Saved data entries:

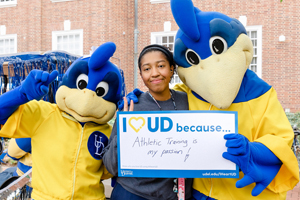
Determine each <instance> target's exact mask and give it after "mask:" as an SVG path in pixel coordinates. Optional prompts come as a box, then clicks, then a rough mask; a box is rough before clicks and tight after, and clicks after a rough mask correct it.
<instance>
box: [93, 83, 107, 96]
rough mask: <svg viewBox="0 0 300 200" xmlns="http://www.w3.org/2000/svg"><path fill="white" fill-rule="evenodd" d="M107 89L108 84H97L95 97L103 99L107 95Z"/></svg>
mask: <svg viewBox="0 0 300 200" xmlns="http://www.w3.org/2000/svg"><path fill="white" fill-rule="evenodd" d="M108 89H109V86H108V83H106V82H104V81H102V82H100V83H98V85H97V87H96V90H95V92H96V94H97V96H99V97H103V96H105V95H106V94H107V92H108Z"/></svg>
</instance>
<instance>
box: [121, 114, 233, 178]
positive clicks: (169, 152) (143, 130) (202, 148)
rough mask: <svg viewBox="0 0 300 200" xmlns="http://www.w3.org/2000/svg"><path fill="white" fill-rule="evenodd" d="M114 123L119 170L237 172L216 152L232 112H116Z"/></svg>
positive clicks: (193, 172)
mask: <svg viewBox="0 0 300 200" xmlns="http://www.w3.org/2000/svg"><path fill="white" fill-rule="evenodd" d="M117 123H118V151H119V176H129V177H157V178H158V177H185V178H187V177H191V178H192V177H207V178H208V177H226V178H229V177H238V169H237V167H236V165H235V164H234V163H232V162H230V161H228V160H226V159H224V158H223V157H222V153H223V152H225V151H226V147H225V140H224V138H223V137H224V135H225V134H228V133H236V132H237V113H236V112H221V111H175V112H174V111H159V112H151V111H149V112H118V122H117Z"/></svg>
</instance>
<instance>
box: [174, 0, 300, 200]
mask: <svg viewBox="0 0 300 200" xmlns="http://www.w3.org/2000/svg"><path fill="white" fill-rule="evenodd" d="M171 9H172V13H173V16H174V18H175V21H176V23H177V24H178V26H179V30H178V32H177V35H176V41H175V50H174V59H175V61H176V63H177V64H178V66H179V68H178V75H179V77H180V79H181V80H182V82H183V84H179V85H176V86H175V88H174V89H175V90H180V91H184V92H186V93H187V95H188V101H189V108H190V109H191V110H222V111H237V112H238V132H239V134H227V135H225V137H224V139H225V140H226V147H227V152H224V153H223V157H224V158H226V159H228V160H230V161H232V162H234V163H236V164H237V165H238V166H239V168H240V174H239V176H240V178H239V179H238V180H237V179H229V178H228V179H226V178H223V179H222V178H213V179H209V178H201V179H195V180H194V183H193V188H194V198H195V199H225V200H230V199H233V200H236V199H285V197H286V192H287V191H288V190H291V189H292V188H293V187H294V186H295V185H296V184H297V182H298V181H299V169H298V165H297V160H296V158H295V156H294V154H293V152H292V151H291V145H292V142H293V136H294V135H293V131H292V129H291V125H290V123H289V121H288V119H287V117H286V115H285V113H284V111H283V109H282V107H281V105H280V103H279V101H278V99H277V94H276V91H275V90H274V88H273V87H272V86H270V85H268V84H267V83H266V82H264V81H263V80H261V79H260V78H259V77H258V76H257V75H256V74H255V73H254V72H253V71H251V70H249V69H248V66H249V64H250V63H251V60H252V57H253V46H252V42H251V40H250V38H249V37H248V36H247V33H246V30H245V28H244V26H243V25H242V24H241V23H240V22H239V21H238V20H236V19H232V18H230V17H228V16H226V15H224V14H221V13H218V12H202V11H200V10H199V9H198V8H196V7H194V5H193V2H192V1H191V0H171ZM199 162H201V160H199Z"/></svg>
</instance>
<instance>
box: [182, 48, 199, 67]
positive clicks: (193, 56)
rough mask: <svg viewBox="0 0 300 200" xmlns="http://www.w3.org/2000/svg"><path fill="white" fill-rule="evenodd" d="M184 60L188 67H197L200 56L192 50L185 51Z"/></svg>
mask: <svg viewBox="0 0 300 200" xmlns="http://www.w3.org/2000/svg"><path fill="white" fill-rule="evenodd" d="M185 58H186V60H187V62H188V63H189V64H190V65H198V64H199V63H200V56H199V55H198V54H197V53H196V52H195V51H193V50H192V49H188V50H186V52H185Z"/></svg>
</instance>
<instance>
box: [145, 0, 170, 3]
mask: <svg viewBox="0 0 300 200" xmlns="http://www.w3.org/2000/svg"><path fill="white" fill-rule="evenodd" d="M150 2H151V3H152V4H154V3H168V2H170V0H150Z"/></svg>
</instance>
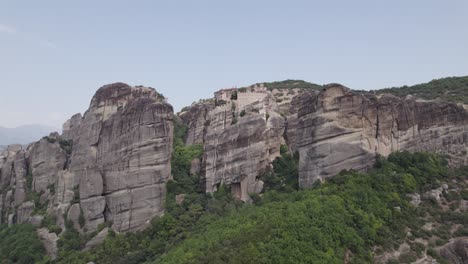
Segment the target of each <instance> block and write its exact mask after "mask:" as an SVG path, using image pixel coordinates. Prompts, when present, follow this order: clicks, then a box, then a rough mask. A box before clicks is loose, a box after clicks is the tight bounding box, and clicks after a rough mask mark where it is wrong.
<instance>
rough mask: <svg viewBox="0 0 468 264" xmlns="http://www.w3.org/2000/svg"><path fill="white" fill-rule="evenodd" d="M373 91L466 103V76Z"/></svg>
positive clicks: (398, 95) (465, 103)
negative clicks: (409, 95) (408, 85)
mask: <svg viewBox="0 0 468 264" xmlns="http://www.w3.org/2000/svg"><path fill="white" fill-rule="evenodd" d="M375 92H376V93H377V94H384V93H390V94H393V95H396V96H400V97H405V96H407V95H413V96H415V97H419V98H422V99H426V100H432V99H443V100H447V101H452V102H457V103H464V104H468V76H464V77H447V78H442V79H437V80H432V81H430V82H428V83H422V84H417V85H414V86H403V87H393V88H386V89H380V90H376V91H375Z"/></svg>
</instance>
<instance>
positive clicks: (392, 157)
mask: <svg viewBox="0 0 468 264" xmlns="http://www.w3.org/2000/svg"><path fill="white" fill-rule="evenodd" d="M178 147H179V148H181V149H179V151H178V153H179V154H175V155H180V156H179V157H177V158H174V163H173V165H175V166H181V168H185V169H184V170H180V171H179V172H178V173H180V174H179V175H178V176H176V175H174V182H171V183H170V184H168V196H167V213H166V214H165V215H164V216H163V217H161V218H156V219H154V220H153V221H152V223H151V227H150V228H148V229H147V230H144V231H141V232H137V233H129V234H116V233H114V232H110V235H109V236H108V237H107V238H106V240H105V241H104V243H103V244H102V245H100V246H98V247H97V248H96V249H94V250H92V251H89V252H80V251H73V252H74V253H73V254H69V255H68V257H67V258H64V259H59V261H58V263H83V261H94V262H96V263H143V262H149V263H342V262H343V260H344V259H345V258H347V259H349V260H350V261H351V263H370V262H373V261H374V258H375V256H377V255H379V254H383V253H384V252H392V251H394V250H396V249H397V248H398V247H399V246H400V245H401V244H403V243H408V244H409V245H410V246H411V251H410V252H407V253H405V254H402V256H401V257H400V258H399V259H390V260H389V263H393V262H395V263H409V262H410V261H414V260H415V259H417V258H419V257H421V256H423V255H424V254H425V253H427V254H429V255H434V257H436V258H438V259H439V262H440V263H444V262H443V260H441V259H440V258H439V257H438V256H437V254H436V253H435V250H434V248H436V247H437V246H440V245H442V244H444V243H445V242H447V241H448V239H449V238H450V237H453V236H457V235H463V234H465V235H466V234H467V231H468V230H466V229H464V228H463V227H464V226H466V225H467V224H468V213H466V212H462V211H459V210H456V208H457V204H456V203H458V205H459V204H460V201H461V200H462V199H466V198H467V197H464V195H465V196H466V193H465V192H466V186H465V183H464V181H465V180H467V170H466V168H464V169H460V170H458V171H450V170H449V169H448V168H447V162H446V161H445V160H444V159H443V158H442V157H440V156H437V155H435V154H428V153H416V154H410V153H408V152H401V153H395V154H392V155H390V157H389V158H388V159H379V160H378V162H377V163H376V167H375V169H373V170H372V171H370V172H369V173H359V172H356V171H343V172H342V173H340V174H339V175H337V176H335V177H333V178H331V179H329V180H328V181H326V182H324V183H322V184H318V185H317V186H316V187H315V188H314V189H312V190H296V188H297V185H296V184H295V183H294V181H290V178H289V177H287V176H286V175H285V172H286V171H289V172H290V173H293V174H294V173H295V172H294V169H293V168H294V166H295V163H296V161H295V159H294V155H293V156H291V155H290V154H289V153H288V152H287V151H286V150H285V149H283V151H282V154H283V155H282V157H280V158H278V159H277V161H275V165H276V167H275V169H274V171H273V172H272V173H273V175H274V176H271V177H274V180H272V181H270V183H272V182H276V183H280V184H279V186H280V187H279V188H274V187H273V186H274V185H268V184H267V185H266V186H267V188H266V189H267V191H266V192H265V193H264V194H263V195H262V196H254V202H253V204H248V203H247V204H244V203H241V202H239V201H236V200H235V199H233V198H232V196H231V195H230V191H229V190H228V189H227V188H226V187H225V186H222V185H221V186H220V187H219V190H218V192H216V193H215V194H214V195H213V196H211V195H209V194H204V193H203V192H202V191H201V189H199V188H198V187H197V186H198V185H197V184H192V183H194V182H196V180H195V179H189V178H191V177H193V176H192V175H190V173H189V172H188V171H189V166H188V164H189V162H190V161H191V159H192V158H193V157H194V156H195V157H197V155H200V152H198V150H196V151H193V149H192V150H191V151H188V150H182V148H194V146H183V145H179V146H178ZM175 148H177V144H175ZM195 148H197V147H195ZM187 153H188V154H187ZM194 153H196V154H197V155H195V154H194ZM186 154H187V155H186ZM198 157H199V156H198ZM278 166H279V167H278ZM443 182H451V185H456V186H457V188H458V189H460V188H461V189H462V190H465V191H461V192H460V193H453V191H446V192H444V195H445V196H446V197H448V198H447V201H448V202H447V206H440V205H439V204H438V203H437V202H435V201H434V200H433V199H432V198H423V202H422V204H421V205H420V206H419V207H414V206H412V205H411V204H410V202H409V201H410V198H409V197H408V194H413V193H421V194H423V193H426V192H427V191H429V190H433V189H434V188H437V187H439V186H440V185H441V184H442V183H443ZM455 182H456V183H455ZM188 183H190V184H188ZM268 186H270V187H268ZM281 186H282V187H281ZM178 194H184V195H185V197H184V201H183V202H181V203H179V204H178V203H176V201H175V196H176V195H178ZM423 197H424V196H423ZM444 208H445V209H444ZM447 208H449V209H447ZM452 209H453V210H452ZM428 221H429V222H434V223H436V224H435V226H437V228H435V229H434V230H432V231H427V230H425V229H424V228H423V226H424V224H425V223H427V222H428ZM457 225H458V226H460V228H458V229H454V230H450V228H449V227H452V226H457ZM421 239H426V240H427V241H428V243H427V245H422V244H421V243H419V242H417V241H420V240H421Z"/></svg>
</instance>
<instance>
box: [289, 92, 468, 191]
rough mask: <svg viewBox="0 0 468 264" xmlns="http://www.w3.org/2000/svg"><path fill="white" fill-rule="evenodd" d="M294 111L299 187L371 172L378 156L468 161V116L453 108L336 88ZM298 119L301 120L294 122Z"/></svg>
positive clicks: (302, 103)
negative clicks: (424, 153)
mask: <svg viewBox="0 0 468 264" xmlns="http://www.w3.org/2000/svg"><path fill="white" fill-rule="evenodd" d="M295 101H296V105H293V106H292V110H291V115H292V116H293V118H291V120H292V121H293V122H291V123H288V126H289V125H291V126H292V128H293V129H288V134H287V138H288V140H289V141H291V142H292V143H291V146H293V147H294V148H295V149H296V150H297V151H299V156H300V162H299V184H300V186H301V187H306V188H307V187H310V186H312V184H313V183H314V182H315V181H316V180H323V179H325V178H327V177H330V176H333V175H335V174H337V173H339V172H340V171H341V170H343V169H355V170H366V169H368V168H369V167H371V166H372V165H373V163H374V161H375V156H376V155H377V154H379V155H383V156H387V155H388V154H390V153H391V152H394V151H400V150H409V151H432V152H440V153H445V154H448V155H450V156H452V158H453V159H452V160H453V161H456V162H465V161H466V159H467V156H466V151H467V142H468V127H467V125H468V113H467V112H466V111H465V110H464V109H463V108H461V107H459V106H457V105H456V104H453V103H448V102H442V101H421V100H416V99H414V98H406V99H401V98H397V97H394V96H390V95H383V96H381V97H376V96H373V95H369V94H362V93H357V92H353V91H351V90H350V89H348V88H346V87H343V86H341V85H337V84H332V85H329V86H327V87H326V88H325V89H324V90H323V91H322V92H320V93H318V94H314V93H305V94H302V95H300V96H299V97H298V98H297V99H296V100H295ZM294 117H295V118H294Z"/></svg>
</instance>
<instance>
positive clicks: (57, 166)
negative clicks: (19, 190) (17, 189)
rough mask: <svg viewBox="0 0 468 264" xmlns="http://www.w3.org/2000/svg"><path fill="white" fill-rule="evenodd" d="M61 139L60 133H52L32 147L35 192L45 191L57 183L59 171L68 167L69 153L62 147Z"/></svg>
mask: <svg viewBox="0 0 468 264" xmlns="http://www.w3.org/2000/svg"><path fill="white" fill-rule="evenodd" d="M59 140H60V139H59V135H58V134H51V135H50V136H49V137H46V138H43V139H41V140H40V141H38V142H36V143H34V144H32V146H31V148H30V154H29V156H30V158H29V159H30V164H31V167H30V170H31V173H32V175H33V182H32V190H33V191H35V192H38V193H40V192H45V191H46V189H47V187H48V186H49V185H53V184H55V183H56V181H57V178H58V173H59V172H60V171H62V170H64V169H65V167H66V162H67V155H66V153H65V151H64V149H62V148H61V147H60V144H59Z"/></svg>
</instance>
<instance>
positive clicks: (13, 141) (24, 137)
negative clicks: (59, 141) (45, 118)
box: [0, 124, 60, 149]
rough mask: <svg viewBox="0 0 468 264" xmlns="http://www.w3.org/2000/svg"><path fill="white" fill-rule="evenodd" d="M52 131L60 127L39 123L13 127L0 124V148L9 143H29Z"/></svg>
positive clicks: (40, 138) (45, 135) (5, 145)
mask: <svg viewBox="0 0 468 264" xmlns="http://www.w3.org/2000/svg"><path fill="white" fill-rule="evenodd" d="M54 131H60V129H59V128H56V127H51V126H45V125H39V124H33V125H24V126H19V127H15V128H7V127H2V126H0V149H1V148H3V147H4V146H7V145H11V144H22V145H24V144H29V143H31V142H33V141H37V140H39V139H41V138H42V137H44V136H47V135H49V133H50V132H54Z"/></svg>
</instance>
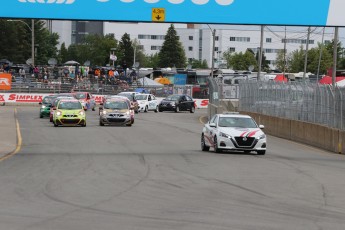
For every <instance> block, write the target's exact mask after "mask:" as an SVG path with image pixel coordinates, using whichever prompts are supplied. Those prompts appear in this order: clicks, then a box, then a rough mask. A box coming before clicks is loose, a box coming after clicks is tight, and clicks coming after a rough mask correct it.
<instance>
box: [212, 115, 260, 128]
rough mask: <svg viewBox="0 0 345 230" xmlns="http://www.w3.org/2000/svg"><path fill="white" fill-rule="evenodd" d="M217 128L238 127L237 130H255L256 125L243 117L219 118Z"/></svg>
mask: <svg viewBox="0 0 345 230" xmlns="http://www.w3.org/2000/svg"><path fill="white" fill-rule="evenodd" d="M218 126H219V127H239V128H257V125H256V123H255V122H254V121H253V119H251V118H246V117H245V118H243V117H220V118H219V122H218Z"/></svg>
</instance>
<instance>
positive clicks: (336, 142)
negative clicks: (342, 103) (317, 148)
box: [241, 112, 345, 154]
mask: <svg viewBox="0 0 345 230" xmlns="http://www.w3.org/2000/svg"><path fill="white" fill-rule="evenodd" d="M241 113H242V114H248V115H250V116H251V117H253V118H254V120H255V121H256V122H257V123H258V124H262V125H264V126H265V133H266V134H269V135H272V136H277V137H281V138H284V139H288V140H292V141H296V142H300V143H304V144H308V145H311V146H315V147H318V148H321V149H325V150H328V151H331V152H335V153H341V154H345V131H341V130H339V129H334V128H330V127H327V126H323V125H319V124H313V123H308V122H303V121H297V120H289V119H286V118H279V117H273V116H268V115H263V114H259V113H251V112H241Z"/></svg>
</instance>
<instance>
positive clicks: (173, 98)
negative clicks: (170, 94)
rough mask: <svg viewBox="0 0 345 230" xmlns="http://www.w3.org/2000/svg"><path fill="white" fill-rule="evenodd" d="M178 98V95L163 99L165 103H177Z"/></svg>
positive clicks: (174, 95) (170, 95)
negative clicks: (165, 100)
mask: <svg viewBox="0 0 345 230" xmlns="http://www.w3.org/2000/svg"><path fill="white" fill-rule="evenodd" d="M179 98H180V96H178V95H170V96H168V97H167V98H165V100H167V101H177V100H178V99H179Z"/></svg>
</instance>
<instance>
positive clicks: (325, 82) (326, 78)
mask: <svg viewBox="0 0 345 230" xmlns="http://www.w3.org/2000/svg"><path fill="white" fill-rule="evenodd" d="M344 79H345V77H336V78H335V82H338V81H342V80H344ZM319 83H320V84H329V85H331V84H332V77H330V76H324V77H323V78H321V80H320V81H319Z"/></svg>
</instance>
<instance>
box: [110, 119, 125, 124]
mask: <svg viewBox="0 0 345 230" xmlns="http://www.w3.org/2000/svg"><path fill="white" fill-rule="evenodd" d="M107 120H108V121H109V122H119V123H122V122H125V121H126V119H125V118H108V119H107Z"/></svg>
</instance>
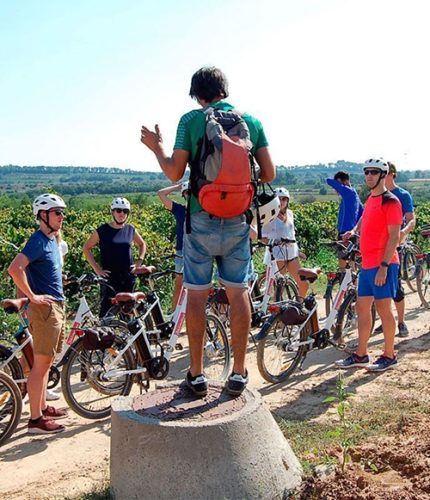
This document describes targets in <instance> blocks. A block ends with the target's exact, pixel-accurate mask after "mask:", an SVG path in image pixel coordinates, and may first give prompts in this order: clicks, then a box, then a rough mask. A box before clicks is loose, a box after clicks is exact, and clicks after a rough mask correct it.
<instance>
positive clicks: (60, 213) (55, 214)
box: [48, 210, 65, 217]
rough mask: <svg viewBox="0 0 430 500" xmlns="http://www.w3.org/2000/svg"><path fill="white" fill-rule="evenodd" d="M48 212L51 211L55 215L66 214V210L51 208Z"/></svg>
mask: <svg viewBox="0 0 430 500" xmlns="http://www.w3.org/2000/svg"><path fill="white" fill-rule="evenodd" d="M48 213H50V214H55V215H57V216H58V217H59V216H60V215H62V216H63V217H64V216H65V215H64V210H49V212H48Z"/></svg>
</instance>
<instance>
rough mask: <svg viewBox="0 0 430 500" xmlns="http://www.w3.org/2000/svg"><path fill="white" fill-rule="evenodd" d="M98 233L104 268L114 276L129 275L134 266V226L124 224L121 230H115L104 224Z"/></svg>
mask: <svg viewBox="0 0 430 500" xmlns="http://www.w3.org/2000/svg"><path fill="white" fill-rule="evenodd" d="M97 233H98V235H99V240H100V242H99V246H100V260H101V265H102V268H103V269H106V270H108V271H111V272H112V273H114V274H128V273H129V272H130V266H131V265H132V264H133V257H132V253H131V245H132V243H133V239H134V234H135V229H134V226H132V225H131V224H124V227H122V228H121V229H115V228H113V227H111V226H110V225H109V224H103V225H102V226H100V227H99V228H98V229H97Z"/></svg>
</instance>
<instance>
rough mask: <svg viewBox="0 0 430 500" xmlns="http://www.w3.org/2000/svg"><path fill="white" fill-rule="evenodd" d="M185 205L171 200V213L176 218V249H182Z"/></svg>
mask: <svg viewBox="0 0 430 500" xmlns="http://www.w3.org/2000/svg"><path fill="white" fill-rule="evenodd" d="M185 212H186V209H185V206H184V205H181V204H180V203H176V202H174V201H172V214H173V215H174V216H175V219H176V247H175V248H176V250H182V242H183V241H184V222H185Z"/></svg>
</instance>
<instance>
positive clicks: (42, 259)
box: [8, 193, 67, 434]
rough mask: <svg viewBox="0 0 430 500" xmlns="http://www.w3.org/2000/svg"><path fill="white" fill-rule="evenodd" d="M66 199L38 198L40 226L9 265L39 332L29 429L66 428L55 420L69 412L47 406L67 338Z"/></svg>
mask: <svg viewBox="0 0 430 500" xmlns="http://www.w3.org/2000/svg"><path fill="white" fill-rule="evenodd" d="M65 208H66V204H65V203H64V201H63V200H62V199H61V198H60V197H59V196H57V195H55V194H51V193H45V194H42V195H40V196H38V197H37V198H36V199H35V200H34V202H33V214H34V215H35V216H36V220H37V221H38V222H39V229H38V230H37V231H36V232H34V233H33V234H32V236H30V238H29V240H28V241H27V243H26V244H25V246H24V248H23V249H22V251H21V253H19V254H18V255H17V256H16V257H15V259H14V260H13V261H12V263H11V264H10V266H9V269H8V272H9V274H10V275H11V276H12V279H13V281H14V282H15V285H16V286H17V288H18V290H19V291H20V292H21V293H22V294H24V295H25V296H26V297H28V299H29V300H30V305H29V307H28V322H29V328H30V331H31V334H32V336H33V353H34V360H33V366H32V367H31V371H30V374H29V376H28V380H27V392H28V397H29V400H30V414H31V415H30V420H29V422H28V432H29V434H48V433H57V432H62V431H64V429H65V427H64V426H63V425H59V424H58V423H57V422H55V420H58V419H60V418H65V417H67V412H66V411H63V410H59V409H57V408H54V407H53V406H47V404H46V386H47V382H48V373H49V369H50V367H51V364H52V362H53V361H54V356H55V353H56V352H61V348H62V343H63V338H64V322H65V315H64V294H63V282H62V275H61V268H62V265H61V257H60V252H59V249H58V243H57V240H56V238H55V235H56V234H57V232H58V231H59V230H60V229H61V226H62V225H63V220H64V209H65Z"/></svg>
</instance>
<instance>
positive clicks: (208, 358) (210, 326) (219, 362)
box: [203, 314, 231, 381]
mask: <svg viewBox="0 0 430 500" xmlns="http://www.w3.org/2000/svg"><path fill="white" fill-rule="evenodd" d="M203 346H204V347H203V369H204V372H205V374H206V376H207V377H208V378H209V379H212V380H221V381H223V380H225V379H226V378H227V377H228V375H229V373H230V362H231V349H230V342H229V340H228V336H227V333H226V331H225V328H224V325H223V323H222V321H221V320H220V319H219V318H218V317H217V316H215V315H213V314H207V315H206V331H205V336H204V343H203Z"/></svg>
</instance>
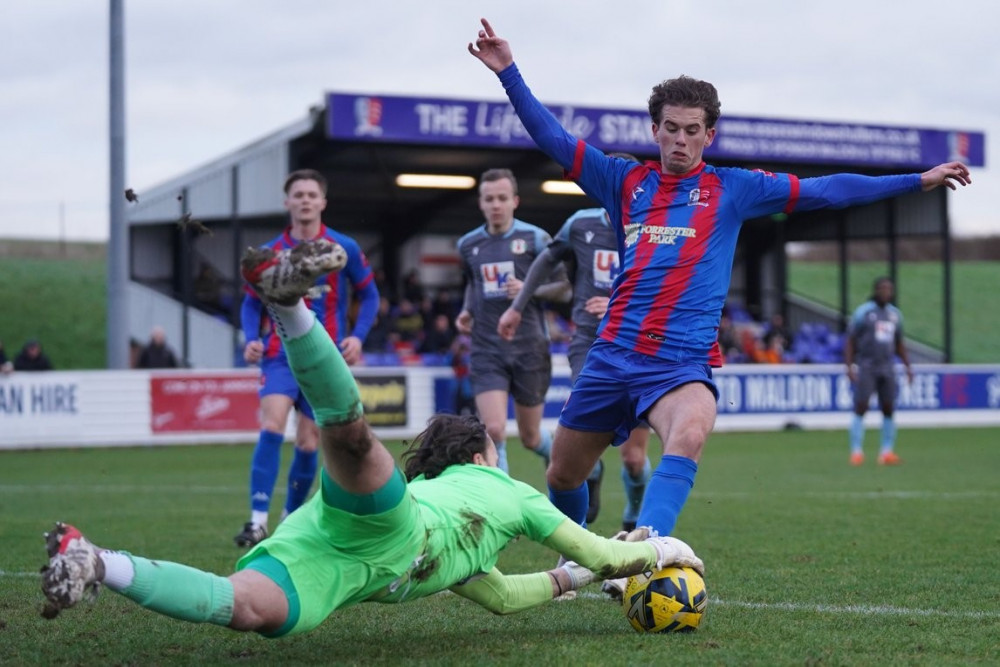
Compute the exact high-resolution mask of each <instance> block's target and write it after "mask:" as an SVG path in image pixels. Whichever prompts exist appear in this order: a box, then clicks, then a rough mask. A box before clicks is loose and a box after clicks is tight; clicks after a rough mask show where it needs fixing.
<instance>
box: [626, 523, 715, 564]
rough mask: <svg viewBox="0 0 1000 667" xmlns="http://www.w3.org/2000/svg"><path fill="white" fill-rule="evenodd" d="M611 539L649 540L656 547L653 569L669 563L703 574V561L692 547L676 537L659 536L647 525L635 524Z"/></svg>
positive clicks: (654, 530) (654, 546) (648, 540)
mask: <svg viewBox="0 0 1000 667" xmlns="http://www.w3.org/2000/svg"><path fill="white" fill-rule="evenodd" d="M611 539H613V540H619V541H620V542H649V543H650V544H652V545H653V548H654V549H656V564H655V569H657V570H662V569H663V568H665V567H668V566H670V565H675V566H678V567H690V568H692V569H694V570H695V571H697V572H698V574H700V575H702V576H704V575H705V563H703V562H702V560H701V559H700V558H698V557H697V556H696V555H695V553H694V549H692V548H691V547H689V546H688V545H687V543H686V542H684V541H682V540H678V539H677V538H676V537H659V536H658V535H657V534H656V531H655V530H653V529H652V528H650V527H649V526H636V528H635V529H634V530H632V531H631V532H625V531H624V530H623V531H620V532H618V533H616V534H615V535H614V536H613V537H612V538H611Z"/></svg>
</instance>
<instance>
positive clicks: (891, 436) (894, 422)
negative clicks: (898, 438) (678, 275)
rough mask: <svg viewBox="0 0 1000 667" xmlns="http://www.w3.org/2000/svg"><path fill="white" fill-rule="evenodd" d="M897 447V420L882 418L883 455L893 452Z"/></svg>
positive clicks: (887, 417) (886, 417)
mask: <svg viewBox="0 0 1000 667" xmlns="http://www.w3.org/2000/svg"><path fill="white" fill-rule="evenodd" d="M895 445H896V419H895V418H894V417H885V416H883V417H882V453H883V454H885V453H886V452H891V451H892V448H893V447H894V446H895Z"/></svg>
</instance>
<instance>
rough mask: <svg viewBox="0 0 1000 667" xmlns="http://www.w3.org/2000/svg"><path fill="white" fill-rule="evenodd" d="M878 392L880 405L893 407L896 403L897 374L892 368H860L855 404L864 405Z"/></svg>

Exercise description =
Identify each line in the rows above that contains the string "where" and copy those lines in full. Case counts.

Completed exercise =
Segment the target of each <instance> block and write its exact mask after "mask:" as an SVG path, using image pixel coordinates. Prompts, when present, follow this order: clicks, then a box, then a rough mask. A box before clicks is loose, a box after clicks is the tight bounding box, and clicks after a rough mask mark where it is wrong.
Compute the exact high-resolution mask of each <instance> block's target and write it after "mask:" as an SVG path in image pixels. Whichever prompts exist appear in this order: a box, then clicks, then a rough mask. A box before clicks is loose and a box after clicks is tight; clicks after a rough mask show where it needs fixing.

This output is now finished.